*** Opening of The records ***

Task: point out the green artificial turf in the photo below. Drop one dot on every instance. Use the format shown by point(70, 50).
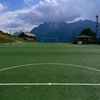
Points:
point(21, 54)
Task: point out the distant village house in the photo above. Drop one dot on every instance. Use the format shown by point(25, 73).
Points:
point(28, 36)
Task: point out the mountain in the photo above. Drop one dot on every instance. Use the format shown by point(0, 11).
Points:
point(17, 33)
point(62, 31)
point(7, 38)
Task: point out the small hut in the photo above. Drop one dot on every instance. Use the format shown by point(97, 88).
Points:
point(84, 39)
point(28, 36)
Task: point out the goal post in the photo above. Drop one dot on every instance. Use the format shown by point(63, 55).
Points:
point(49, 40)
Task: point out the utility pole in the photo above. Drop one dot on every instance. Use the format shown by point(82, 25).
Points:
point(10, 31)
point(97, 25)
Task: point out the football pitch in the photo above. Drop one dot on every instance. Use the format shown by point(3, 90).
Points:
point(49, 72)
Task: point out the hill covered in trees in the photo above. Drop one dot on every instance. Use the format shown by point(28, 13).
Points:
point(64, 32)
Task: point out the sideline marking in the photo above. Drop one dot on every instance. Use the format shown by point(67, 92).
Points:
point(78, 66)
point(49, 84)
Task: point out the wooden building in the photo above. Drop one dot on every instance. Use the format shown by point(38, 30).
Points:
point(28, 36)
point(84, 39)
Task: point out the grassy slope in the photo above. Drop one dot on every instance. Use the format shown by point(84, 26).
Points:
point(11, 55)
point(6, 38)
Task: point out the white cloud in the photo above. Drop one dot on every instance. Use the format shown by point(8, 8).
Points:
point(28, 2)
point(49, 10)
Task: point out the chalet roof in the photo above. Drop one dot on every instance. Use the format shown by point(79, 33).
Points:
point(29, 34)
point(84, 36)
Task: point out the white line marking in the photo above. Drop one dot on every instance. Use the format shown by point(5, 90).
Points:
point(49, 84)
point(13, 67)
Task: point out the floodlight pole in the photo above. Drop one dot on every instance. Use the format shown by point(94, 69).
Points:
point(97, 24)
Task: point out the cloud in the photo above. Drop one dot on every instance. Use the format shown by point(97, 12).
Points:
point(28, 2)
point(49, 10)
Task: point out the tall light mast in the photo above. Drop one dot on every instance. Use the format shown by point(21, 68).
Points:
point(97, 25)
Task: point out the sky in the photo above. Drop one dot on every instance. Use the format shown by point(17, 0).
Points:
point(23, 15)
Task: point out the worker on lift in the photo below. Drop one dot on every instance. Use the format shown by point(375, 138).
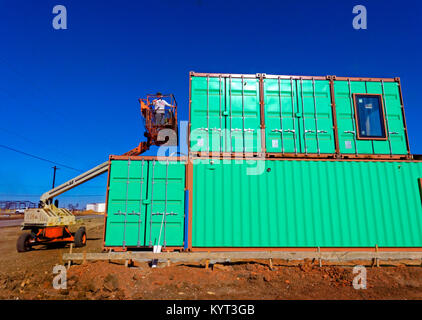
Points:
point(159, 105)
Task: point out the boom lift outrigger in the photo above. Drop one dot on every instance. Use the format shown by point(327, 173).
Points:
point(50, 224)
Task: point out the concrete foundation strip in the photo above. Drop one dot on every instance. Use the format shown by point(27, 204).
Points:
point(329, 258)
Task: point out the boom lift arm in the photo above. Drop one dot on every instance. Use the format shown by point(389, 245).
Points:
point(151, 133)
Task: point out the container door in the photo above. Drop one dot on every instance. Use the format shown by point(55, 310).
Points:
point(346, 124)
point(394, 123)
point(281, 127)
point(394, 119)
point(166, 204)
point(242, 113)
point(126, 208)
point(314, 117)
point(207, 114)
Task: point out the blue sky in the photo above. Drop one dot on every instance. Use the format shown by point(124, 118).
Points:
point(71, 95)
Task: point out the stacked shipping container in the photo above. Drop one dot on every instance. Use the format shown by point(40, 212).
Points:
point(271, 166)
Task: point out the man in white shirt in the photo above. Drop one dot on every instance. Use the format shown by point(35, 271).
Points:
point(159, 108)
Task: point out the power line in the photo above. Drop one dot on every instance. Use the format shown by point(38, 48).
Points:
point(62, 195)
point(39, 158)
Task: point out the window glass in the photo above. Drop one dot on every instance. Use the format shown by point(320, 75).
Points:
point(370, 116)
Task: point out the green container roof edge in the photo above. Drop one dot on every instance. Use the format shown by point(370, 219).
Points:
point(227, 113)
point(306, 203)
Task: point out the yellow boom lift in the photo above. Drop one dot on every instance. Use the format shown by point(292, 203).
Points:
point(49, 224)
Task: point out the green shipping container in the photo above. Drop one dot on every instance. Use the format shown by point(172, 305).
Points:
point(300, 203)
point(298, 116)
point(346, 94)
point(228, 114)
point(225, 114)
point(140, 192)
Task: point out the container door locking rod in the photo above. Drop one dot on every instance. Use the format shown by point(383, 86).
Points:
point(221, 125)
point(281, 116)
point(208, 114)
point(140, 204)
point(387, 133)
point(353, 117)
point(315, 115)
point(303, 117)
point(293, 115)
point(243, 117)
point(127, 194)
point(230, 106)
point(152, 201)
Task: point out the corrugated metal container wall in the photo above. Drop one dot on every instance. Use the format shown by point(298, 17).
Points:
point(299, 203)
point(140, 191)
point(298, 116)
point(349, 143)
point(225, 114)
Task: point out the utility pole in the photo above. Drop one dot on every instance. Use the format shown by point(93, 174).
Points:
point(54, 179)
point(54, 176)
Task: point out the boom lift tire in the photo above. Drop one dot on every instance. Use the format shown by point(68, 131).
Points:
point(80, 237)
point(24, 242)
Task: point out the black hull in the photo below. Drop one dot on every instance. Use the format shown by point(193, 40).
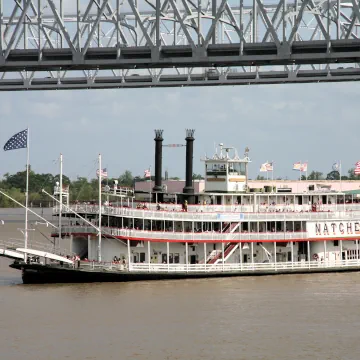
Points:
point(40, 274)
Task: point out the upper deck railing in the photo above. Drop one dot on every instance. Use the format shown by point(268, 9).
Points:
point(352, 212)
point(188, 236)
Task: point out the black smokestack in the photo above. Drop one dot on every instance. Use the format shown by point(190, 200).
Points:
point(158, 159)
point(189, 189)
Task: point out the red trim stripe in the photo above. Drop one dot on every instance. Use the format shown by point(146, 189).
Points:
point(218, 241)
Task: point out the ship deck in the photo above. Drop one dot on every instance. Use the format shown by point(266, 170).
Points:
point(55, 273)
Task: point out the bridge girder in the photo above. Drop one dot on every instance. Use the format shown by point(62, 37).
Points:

*** Close of The records ***

* [Task details] In the copy, include no pictures; restate the listing above exactly.

* [Expected output]
Task: point out the green artificial turf in the photo below. Drop one dot on every instance. Use the format shown by point(70, 50).
Points:
point(21, 54)
Task: point out the distant village house in the photo above. Drop one dot on every instance. Use the format shown by point(25, 73).
Points:
point(28, 36)
Task: point out the mountain in the photo above. Drop one dot on every instance. Use the format shown by point(0, 11).
Points:
point(17, 33)
point(62, 31)
point(7, 38)
Task: point out the small hut in the photo above. Drop one dot on every instance. Use the format shown by point(97, 88).
Points:
point(84, 39)
point(28, 36)
Task: point out the goal post in the photo above. Drop one dot on every instance. Use the format shown by point(63, 55).
Points:
point(49, 40)
Task: point out the utility pole in the photo above. Drop one dot on every instance. Use the format shown by point(82, 25).
Points:
point(10, 31)
point(97, 25)
Task: point out the football pitch in the photo above. Drop one dot on every instance. Use the format shown by point(3, 90).
Points:
point(49, 72)
Task: point out the hill covered in trees in the photo above. Drop one dot on every instance. Use the format shown by point(28, 13).
Points:
point(64, 32)
Task: point out the sideline marking in the photo above. Drop one dot on every instance. Use the format shown by point(67, 92).
Points:
point(78, 66)
point(49, 84)
Task: point out the wooden building in the photo above. Drop one dot on every instance. Use the format shown by point(38, 30).
Points:
point(28, 36)
point(84, 39)
Task: point out the grassy slope in the photo above. Drop one dot on every instance. Use the format shown by point(84, 26).
Points:
point(11, 55)
point(6, 38)
Task: point out the white cloud in the photo above. Drop one dot on every instance. Use the format shown by point(8, 8).
Points:
point(28, 2)
point(49, 10)
Task: point out the chalet roof in the photo above. Drop one dot on every instance. Use the format shown by point(79, 33).
Points:
point(29, 34)
point(84, 36)
Task: point out the white line marking in the photo above. Drop one dot on every instance. Use the format shown by point(5, 90).
Points:
point(49, 84)
point(13, 67)
Task: point out the floodlight pole in the photo above. Drop one dot on every instance. Use the format shown by point(94, 69).
Points:
point(97, 24)
Task: point out the cloud in the photo above. Drop one dot on every instance. Use the format shown by point(97, 12).
Points:
point(28, 2)
point(49, 10)
Task: point out the tall light mast in the photo above. Drop one dot on every instance. Use the format shown by point(21, 68).
Points:
point(97, 25)
Task: point out the sky in the photo above. Drop one dot on every instance. Use the format shown by point(17, 0).
Points:
point(23, 15)
Task: point out the worker on lift in the photo below. Drop one dot on every instance. Use the format shown by point(375, 138).
Points:
point(159, 105)
Task: point out the boom lift outrigger in the photo above. Drop one dot on every instance. Use the format shown by point(327, 173).
Points:
point(50, 224)
Task: point out the concrete foundation strip in the photo above. Drop one dot on every instance. Use the format shown by point(27, 204).
Points:
point(329, 258)
Task: point out the boom lift arm in the photo above. Drop one dot on every instance. Use the format shown by point(389, 245).
Points:
point(151, 133)
Task: point out the container door in the photo above. Drop one dot on every instance. Use the format shown by point(55, 310).
Points:
point(346, 124)
point(394, 123)
point(281, 127)
point(394, 119)
point(166, 204)
point(242, 113)
point(126, 208)
point(314, 117)
point(207, 114)
Task: point out the blue sky in the photo above. Drop one dot on every instance. Use the format shown by point(124, 118).
Points:
point(71, 95)
Task: point out the stacked shipping container in the photo above. Drop one dot on every instance. Use the format shown by point(40, 212).
Points:
point(271, 166)
Task: point out the man in white shirt in the photo above. Drop one dot on every instance. Use the format shown by point(35, 271).
Points:
point(159, 108)
Task: point out the power line in the photo above. Drop one dot on every instance. Use the format shown by point(38, 48).
Points:
point(62, 195)
point(39, 158)
Task: point out the window glass in the photo above. Drop one dot on every instance. Use the format shown by point(320, 75).
Points:
point(370, 116)
Task: point out the green container roof edge in the photo above. Drop one dot on every instance. Use the format shown by point(370, 219).
Points:
point(227, 113)
point(306, 203)
Task: point out the yellow boom lift in the photo above. Drop one dot on every instance. Use the format shown by point(292, 203).
Points:
point(49, 224)
Task: point out the green shipping container in the photo above. Drop one dot on every instance. Use the format shown by point(172, 305).
Points:
point(300, 203)
point(298, 116)
point(346, 94)
point(228, 114)
point(225, 114)
point(140, 192)
Task: point out the container door locking rod in the photo above. Drop one dot on every instance. Use the format shown by point(383, 86).
Points:
point(221, 125)
point(281, 116)
point(208, 114)
point(140, 204)
point(387, 133)
point(353, 117)
point(315, 115)
point(303, 117)
point(293, 115)
point(243, 117)
point(127, 194)
point(230, 106)
point(152, 201)
Task: point out the corrugated metal container wall in the photo above. Drop one dot on every instance. Use the format shown by point(298, 17).
Points:
point(299, 203)
point(140, 191)
point(298, 116)
point(349, 143)
point(225, 114)
Task: point out the utility pole in the photo above. Drop one dot on every instance. Use the format shown by point(93, 174).
Points:
point(54, 179)
point(54, 176)
Task: point out the boom lift tire in the photo above. Drop one dot on every instance. Use the format shown by point(68, 131).
Points:
point(80, 237)
point(24, 242)
Task: point out the black hull in the photo below. Drop one dot on every instance. Use the format shown by point(193, 40).
Points:
point(40, 274)
Task: point out the upper deck railing in the photo above. Drop one dot on every instance. Use the format shown by point(268, 9).
Points:
point(352, 212)
point(188, 236)
Task: point out the black smokestack in the photo above. Drop one dot on every instance. Use the format shown by point(190, 200).
Points:
point(158, 159)
point(189, 189)
Task: point out the red trim stripe in the photo above. Drop one dot on every instance. Use the format shown by point(146, 189).
Points:
point(218, 241)
Task: point out the ship deck in the photo above. Drop one dot on every instance. Use the format shown by point(266, 170).
Points:
point(55, 273)
Task: point out the bridge girder in the photo above. Drop one dot on every instance. Use the format shown by point(62, 37).
Points:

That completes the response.